**Selected passage:**
■ ■ ■ ■ ■ ■ ■

He initially went to work with some former Winstead colleagues, but they wanted to focus on a patent preparation boutique. Munck wanted to build a different kind of firm. In the summer of 1998, he and three other partners and a couple of associates formed the law firm that would eventually become Munck Wilson Mandala.

His goal from the start was to build a different kind of firm. Most have a practice area at the hub of the wheel, Munck says. “Whether it’s IP boutiques, corporate practices, or litigation practices, they all start out around a small circle and expand from there,” he says. “I wanted to build a firm around a client base—high-tech clients. I wanted everything from Joey Bag O’Donuts who’s working late at night in his garage trying to invent something, all the way up to Fortune 50 tech companies at the hub and build around that.”

“Our tagline for 25 years has been ‘trials, transactions, technology,’” Munck continues. “We built a trial practice, a transactional practice, and a labor and employment practice—all based on a type of client. Most of our relationships started because the client had a tech issue, even something as simple as a software agreement. Then things would expand from there often into us handling a whole bunch—if not all—of their legal work.”

Despite the clear-sighted business plan, the early years were not easy, and there were plenty of times when the fledgling firm could have failed. But advice from his father echoed in Munck’s head: “Just do the job right, and everything will take care of itself.” As he was building his firm, Munck also became actively involved in coaching the sports teams of his sons, Billy and Garrett. Both are diabetic, and he wanted to be on the sidelines in case anything happened. He also wanted to show gratitude for the coaches who influenced him along the way.

During his 10-year run of leading various teams, there came a point when some travel-team coaches tried to pressure him out of coaching; when the pressure extended to his son, Munck fought back. “Everyone thought I was crazy because I filed this insane lawsuit, and I won, but they asked for it,” he says. “You know, if you invite an ass-kicking, it’s impolite to not give it to you.”

An outside public relations exec he was working with at the time tried to talk him out of filing the lawsuit, saying it could destroy his firm. Munck told him, “I don’t believe you’re right. I think people will applaud the fact that I’m calling them out into the street and saying, ‘Let’s go.’”

Following the suit, Best Lawyers in America added to Munck’s patent, trademark, copyright, and venture capital honors by naming him DFW’s Sports Lawyer of the Year. Before long, people began reaching out with matters involving injustices. “Anytime I found a kid getting bullied, particularly a kid who didn’t have resources, I’d come in,” he says. “I went after some of the private schools in town, and I took national cases, too. I made no money on them, but it was the right thing to do. I like to fight, and I like to win. I like reasons for fighting—you know, causes.”

‘THE BABE RUTH OF CANDIDATES’

Munck’s work in sports-related cases also led to a 2019 call from an executive recruiter who was looking to find a spot for an attorney who was relocating from Las Vegas to North Texas, as her husband had taken a job with the Dallas Mavericks. He learned it was Tasha Schwikert, a former Olympic gymnast. When the two spoke, Schwikert shared her interest in transactions and litigation and mentioned she was also involved in some sports law matters and that she was aware of Munck’s work in the area. He told her about a case he was working on, and she said, “I’ve got my own case like that.”

■ ■ ■ ■ ■ ■ ■

**Data:**

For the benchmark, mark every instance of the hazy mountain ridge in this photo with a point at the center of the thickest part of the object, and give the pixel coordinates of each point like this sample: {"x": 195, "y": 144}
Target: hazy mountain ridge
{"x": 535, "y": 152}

■ ■ ■ ■ ■ ■ ■

**Tasks and exercises:**
**a.** Give a two-sentence summary of the Munck profile.
**b.** Put this sentence from the Munck profile into French: "Both are diabetic, and he wanted to be on the sidelines in case anything happened."
**c.** Write out part of the Munck profile again. Begin at the words "He initially went" and stop after "Munck Wilson Mandala.", switching "boutique" to "practice".

**Solution list:**
**a.** In 1998, Munck co-founded the law firm that became Munck Wilson Mandala, building it around high-tech clients rather than a single practice area, under the tagline "trials, transactions, technology." While building the firm, he coached his sons' sports teams, won a lawsuit after travel-team coaches pressured him and his son, and then took bullying cases for no pay.

**b.** Tous deux sont diabétiques, et il voulait être au bord du terrain au cas où il arriverait quelque chose.

**c.**
He initially went to work with some former Winstead colleagues, but they wanted to focus on a patent preparation practice. Munck wanted to build a different kind of firm. In the summer of 1998, he and three other partners and a couple of associates formed the law firm that would eventually become Munck Wilson Mandala.